Task to complete: Copy out precisely the lines from the start of the data through the line with "positive clicks: (84, 243) (946, 249)", and keep pictures out of it.

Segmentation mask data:
========================================

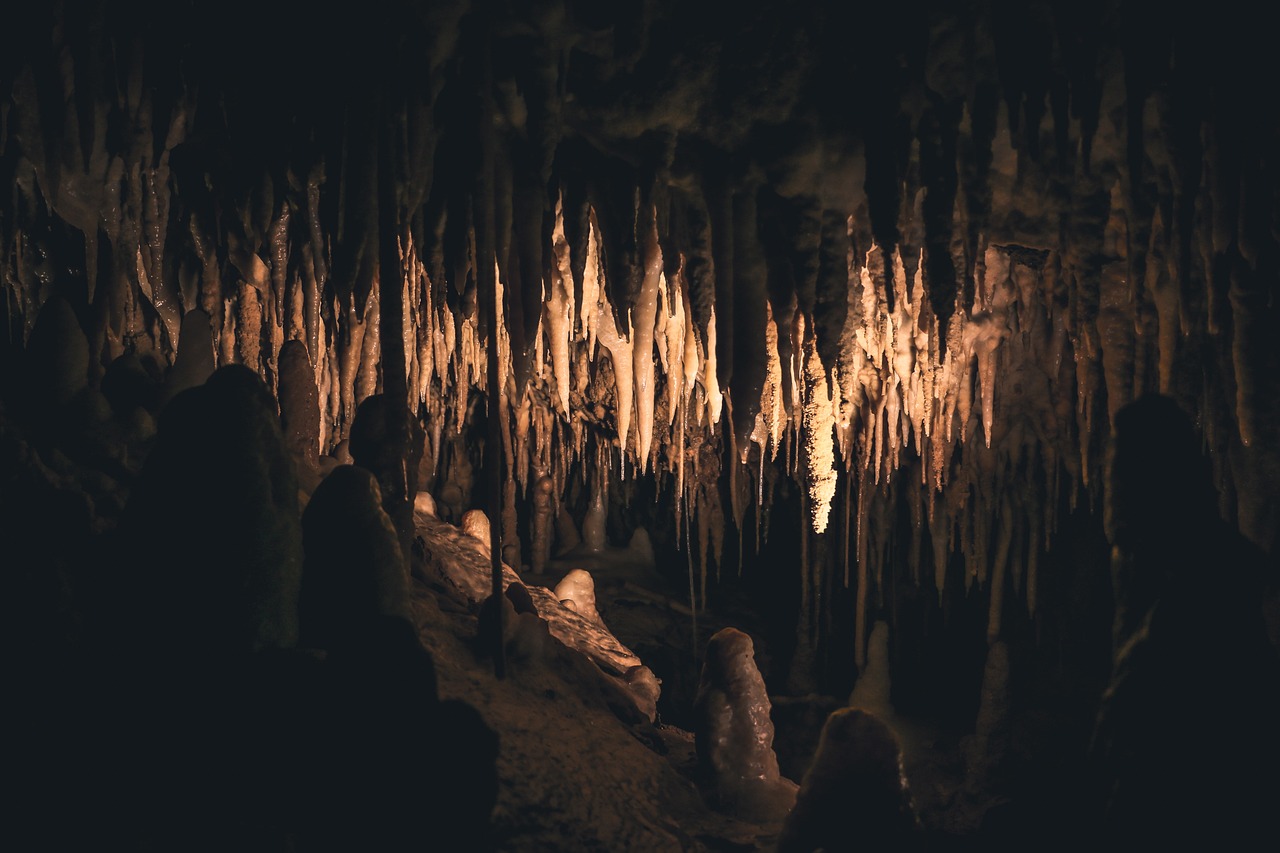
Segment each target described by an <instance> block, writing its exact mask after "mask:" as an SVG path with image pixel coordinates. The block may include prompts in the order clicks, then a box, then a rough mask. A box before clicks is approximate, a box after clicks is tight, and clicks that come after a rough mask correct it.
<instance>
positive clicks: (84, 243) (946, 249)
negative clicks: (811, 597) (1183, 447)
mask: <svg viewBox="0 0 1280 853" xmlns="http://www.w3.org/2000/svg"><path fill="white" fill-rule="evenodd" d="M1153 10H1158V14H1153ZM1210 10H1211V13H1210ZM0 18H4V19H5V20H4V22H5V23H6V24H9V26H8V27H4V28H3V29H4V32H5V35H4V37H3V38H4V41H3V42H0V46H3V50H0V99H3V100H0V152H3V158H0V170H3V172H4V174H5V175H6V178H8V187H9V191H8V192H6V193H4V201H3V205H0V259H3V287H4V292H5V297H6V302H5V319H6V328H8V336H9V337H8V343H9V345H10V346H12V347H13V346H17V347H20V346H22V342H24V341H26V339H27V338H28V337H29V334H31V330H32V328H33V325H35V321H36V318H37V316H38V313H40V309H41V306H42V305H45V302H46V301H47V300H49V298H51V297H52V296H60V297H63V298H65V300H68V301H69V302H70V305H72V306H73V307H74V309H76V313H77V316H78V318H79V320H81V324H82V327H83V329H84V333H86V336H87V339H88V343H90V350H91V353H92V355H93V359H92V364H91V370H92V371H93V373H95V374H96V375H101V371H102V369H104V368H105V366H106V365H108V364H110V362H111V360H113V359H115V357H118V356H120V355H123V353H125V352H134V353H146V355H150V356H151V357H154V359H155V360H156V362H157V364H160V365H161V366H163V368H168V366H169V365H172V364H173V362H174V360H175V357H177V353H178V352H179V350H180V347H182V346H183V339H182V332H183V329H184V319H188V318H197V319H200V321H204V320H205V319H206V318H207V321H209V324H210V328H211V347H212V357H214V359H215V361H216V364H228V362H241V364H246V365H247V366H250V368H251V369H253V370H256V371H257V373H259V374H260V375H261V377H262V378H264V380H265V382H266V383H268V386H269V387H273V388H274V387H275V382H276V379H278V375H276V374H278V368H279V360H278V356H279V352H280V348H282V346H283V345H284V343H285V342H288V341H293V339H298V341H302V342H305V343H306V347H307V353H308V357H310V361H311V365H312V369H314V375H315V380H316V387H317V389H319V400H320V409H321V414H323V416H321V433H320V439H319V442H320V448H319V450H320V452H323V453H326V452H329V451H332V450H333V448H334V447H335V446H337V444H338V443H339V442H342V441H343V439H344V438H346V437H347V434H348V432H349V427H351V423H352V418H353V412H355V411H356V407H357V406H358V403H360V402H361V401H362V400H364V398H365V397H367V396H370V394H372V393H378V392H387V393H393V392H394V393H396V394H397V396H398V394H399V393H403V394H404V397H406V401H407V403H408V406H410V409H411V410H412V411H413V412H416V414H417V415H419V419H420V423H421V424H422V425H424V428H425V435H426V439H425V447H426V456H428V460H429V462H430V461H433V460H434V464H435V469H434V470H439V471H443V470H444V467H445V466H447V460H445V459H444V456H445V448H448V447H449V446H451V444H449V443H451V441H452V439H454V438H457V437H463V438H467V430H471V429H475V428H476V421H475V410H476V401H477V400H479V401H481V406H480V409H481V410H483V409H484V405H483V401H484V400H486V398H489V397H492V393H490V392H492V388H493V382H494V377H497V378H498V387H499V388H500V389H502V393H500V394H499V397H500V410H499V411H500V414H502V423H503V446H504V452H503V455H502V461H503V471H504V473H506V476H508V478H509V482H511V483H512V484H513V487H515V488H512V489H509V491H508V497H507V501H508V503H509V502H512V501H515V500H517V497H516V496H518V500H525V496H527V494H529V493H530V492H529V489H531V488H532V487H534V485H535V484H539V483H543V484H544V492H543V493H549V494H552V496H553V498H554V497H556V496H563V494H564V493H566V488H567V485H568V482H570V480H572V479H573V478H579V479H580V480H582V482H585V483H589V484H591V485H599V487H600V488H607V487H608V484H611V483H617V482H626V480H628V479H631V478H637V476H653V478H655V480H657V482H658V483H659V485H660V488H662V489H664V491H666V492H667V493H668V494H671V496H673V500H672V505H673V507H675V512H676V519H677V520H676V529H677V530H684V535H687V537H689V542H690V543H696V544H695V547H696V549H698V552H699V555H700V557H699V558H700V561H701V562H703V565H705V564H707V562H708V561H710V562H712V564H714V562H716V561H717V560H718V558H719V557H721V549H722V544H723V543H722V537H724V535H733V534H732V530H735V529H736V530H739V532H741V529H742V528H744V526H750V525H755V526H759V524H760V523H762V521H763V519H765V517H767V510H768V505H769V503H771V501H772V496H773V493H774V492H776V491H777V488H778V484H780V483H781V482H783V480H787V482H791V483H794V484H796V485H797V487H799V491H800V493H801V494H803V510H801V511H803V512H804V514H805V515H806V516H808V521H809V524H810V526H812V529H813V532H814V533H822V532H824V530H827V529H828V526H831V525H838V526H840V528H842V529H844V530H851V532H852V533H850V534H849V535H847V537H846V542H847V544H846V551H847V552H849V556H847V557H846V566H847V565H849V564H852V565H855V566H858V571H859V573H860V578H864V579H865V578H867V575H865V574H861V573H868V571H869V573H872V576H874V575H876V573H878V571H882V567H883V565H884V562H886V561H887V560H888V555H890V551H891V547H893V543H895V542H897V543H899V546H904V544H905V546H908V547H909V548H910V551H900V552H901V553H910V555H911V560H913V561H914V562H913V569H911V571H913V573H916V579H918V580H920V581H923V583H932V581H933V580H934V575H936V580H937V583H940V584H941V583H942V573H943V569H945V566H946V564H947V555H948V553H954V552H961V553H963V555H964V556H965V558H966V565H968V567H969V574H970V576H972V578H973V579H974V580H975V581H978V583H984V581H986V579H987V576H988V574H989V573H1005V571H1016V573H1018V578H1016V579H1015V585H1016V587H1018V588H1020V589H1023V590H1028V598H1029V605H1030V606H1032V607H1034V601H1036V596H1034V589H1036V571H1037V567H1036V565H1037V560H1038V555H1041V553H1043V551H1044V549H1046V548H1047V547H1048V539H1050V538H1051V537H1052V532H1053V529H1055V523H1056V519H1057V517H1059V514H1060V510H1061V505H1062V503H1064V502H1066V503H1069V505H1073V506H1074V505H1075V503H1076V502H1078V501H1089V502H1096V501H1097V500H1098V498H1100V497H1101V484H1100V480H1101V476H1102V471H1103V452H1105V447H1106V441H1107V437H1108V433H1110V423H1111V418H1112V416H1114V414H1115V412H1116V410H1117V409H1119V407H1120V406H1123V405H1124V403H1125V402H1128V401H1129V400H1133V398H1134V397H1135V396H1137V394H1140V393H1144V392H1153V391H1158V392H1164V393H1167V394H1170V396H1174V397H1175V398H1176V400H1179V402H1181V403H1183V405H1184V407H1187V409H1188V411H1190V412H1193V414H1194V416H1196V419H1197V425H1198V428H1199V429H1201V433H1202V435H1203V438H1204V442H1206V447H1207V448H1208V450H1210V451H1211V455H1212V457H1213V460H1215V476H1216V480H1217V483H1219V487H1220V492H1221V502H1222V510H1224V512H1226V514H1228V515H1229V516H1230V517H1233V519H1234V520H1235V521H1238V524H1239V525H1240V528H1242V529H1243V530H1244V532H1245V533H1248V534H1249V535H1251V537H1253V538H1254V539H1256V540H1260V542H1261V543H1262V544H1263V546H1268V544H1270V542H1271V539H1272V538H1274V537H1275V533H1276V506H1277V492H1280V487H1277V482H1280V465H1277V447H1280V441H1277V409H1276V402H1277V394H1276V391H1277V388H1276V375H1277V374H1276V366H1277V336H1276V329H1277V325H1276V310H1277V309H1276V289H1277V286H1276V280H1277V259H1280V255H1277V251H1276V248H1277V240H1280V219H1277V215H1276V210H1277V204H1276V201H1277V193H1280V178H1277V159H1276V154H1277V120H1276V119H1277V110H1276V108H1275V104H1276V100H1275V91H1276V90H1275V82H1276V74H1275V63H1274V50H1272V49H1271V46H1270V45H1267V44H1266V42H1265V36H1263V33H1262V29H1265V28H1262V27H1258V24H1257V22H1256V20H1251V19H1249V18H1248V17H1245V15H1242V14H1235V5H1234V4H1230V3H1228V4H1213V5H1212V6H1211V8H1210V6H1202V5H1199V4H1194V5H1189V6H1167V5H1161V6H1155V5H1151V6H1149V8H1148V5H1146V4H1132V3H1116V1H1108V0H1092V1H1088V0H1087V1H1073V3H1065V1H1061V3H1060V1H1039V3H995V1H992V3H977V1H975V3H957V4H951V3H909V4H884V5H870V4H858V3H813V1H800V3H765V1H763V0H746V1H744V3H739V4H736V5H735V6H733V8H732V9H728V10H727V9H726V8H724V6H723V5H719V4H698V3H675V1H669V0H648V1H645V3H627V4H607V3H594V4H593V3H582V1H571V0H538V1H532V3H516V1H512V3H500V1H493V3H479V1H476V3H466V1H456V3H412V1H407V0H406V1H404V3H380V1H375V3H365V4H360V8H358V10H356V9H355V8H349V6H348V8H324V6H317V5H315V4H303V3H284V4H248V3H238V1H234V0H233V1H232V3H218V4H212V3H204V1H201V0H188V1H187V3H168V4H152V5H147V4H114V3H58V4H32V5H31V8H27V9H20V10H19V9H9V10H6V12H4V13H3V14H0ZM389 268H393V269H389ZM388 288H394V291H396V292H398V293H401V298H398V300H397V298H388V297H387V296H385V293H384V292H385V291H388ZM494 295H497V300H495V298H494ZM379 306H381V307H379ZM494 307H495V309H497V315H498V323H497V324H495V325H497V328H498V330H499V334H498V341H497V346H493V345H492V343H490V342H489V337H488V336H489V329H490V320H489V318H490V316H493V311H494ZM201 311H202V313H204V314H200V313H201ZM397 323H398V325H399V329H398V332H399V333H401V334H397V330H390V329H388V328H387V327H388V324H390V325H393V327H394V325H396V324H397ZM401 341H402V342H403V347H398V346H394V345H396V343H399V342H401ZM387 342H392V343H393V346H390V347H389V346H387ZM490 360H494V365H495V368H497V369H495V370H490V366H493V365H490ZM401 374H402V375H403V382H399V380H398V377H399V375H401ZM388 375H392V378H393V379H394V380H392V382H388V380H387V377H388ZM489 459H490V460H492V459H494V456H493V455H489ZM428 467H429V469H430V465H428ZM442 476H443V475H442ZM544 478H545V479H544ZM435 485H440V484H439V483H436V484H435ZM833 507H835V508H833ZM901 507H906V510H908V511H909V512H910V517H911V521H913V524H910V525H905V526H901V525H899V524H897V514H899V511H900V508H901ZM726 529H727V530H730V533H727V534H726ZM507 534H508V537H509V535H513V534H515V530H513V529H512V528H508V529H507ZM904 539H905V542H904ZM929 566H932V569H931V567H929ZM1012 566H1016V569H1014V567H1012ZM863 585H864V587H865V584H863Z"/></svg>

========================================

Final answer:
Segment each target described by an <instance> block, writing its exact mask after "mask:" as an SVG path with image pixel coordinates. The block may include prompts in the order clicks, then a box, then a rough mask. A box before clicks is approximate, a box after clicks is tight, and clicks that come after a rough mask correct it.
<instance>
positive clicks: (84, 243) (946, 249)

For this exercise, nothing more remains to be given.